| STUDY QUESTIONS |
1. Copy out the passage on female killers in Korean cinema word for word, everything from "This trend continued" down to "or an Assassin?".
2. According to the passage on female killers in Korean cinema, where and for which film did Jeon Do-yeon win Best Actress?

| READING PASSAGE |
This trend continued with Kill Boksoon (2023) and Ballerina (2023). In Kill Boksoon, Jeon Do-yeon—who won Best Actress at the 2007 Cannes Film Festival for Secret Sunshine—plays Bok-soon, a legendary contract killer nearing the end of her career. The film juxtaposes her professional prowess with her personal life as a single mother raising a teenage daughter unaware of her true identity. In Ballerina, Jeon Jong-seo plays Ok-joo, a professional bodyguard who embarks on a revenge mission following the suspicious death of her close friend. Consistent with the revenge motif that often underpins female killer narratives, Ok-joo’s pursuit leads to a violent confrontation with those responsible, culminating in a form of retributive justice.


Granny or an Assassin?

 

Hornclaw, the sixty-something female assassin in The Old Woman with the Knife, appears initially removed from the emotional entanglements that have characterized earlier portrayals of female killers in Korean cinema. Orphaned at a young age and taken in by a father-figure who trains her in the art of killing, Hornclaw boasts a flawless track record as a professional hitwoman. For decades, she has executed her assignments with ruthless efficiency, seemingly unencumbered by personal ties. She is neither mother, sister, nor wife—roles that in other narratives often serve as both emotional anchors and sources of vulnerability. It is perhaps this absence of familial attachments that has enabled her exceptional proficiency as a killer.

| ENTRIES PROVIDED |
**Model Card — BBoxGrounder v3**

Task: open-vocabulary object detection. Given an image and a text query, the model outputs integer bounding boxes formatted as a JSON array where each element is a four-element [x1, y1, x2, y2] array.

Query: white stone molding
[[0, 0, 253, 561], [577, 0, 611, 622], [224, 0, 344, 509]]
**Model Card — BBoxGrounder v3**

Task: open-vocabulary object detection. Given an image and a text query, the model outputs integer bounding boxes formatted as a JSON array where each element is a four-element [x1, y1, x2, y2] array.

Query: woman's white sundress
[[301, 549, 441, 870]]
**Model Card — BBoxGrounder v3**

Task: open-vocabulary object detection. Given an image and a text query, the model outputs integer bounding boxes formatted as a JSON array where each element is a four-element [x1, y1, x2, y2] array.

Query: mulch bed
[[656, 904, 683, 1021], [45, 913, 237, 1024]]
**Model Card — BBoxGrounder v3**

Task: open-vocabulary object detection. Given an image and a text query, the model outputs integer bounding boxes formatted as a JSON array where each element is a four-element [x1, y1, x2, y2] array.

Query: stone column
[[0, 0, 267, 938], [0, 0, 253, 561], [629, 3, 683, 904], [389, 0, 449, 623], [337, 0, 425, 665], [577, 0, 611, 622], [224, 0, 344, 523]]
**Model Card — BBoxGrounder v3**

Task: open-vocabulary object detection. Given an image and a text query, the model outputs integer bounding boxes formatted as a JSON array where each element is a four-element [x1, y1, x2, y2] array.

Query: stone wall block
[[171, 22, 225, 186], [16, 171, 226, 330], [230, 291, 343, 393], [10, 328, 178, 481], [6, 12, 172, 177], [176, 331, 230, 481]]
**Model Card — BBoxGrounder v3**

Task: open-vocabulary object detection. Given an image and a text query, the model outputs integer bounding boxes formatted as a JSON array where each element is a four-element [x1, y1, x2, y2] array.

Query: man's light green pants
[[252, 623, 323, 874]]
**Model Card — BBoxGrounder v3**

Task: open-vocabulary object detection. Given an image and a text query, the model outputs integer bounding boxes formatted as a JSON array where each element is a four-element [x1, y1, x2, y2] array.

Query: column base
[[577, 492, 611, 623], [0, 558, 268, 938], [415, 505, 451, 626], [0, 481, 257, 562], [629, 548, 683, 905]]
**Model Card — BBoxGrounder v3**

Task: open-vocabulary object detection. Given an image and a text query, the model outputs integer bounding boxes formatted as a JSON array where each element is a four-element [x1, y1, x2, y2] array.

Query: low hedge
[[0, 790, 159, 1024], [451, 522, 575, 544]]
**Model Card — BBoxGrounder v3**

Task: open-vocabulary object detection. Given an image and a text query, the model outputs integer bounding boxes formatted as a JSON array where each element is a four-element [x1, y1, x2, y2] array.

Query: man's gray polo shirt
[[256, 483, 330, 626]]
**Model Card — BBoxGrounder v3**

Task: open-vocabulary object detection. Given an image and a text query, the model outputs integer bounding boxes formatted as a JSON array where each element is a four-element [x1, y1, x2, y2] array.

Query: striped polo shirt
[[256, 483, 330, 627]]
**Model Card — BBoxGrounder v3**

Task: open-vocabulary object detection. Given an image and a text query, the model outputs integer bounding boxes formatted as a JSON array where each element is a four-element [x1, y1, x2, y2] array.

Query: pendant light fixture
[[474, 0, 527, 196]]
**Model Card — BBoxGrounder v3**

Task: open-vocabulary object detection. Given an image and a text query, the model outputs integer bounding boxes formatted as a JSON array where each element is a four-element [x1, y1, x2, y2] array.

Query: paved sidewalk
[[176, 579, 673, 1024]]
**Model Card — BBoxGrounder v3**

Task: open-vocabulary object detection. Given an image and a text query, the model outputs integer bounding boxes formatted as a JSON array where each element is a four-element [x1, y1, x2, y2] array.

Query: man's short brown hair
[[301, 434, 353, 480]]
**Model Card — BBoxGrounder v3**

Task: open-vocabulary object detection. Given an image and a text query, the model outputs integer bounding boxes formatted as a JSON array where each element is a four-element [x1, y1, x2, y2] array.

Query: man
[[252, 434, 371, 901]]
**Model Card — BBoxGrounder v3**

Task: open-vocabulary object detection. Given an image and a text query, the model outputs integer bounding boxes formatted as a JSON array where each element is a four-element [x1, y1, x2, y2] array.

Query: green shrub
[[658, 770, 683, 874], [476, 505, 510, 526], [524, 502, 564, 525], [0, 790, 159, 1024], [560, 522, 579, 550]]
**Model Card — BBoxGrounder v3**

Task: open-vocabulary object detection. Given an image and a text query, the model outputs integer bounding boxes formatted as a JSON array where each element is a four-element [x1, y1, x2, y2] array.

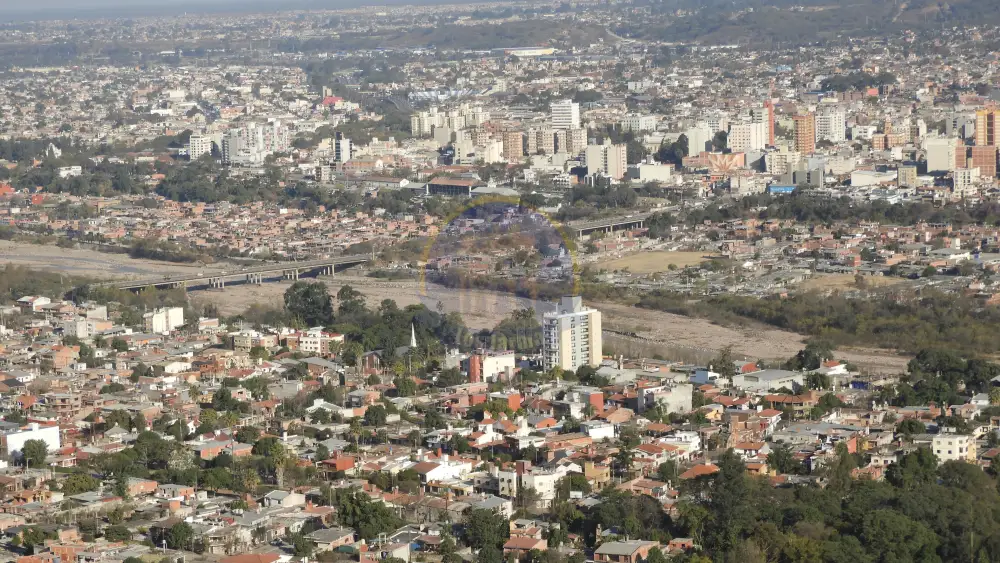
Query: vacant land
[[597, 250, 711, 274], [199, 274, 909, 373], [0, 241, 223, 279], [802, 274, 905, 291]]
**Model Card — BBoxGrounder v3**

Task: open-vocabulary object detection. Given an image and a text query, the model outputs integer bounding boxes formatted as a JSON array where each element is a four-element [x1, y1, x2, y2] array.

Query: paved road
[[97, 254, 372, 289]]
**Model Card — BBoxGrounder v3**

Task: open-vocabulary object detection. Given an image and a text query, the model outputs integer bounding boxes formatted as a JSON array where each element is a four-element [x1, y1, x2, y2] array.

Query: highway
[[565, 211, 653, 236], [94, 254, 372, 289]]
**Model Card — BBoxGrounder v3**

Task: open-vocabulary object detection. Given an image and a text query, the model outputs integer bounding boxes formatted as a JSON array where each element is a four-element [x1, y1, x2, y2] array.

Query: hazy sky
[[0, 0, 360, 21]]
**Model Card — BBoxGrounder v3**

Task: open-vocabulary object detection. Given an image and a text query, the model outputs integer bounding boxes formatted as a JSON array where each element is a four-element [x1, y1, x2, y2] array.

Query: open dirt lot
[[802, 274, 906, 291], [0, 241, 228, 279], [0, 241, 907, 373], [190, 273, 546, 329], [597, 250, 709, 274], [199, 274, 909, 373]]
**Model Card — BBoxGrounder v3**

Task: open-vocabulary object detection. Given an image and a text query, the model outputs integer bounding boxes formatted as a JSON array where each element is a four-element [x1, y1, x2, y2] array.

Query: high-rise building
[[816, 106, 847, 143], [585, 141, 628, 180], [959, 145, 997, 178], [542, 297, 603, 371], [705, 111, 729, 137], [561, 129, 587, 155], [976, 109, 1000, 146], [924, 137, 965, 173], [503, 131, 524, 162], [188, 134, 212, 160], [684, 123, 715, 155], [535, 129, 563, 154], [622, 113, 656, 133], [333, 131, 354, 162], [896, 164, 917, 188], [764, 100, 774, 147], [952, 168, 979, 199], [764, 149, 802, 175], [222, 121, 291, 166], [727, 121, 767, 152], [552, 99, 580, 129], [792, 113, 816, 154]]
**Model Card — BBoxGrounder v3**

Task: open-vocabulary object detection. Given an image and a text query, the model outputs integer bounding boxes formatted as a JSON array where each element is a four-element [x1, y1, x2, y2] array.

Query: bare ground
[[197, 274, 909, 373], [0, 241, 228, 279]]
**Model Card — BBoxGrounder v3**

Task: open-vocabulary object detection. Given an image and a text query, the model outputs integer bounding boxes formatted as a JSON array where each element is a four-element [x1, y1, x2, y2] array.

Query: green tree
[[393, 375, 417, 397], [767, 444, 804, 475], [365, 405, 388, 426], [104, 524, 132, 541], [166, 522, 194, 549], [21, 440, 48, 467], [465, 508, 510, 549], [861, 510, 940, 562], [234, 426, 260, 444], [896, 418, 927, 440], [705, 449, 752, 553], [62, 473, 101, 496], [709, 346, 736, 379], [285, 281, 333, 326]]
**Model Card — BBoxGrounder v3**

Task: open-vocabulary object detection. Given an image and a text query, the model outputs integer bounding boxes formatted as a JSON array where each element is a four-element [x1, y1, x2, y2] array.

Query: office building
[[410, 107, 444, 137], [816, 106, 847, 143], [705, 112, 729, 137], [764, 100, 774, 147], [559, 129, 587, 155], [551, 100, 580, 129], [188, 134, 213, 160], [542, 296, 602, 371], [222, 121, 291, 166], [952, 168, 979, 199], [585, 140, 628, 180], [503, 131, 524, 162], [896, 165, 917, 188], [622, 113, 656, 133], [764, 149, 802, 175], [960, 145, 997, 178], [333, 131, 354, 162], [976, 109, 1000, 146], [792, 113, 816, 154], [727, 121, 768, 152], [684, 123, 715, 154], [924, 137, 965, 174], [931, 433, 976, 463]]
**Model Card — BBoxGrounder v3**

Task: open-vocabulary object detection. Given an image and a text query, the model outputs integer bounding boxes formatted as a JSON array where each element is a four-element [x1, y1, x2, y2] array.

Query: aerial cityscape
[[0, 0, 1000, 563]]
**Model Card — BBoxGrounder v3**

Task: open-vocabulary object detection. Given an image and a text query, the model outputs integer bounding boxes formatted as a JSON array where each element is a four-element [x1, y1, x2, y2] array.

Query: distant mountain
[[614, 0, 1000, 44]]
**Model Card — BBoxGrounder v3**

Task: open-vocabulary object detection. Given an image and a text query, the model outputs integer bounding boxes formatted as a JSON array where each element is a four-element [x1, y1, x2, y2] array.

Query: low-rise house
[[306, 528, 354, 551], [594, 540, 660, 563]]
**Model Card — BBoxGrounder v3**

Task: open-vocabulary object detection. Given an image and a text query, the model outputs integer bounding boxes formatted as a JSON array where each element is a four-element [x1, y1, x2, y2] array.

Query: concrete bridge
[[565, 212, 652, 237], [94, 253, 375, 291]]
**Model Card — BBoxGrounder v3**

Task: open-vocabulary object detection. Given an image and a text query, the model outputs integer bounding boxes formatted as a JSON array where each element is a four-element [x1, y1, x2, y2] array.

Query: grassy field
[[802, 274, 906, 291], [597, 251, 709, 274]]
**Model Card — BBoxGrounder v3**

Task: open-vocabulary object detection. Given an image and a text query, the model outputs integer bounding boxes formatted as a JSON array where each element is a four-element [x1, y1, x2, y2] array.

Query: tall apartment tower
[[333, 131, 354, 162], [503, 131, 524, 162], [188, 133, 212, 160], [816, 106, 847, 143], [792, 113, 816, 154], [584, 142, 628, 180], [552, 100, 580, 129], [764, 100, 774, 147], [542, 296, 603, 371], [976, 109, 1000, 147]]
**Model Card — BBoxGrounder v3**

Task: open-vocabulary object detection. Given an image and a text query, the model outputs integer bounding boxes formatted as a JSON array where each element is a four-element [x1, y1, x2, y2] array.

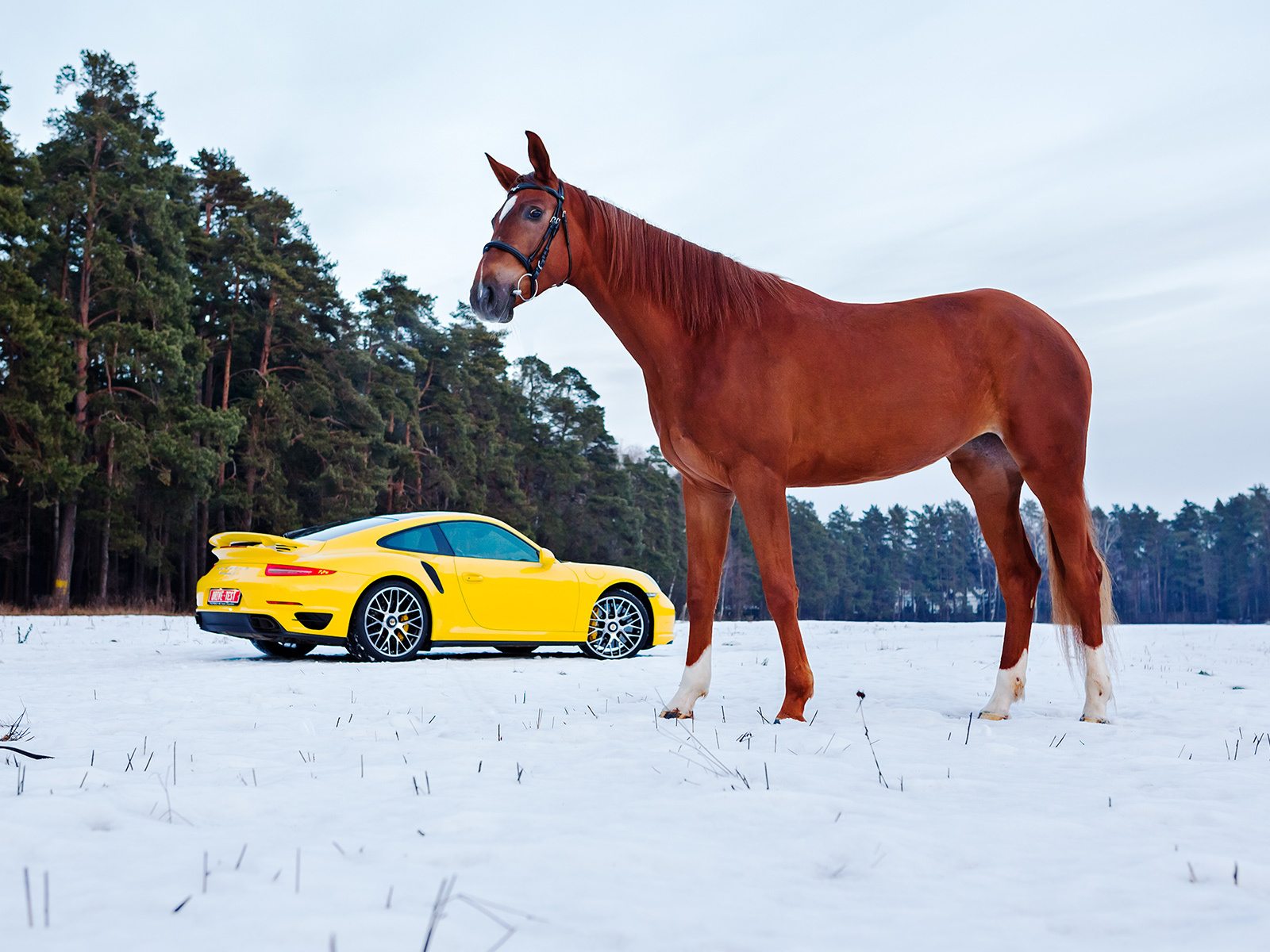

| ANSWERS BY ITEM |
1.
This trend continued with Kill Boksoon (2023) and Ballerina (2023). In Kill Boksoon, Jeon Do-yeon—who won Best Actress at the 2007 Cannes Film Festival for Secret Sunshine—plays Bok-soon, a legendary contract killer nearing the end of her career. The film juxtaposes her professional prowess with her personal life as a single mother raising a teenage daughter unaware of her true identity. In Ballerina, Jeon Jong-seo plays Ok-joo, a professional bodyguard who embarks on a revenge mission following the suspicious death of her close friend. Consistent with the revenge motif that often underpins female killer narratives, Ok-joo’s pursuit leads to a violent confrontation with those responsible, culminating in a form of retributive justice.


Granny or an Assassin?

2. At the 2007 Cannes Film Festival, for Secret Sunshine.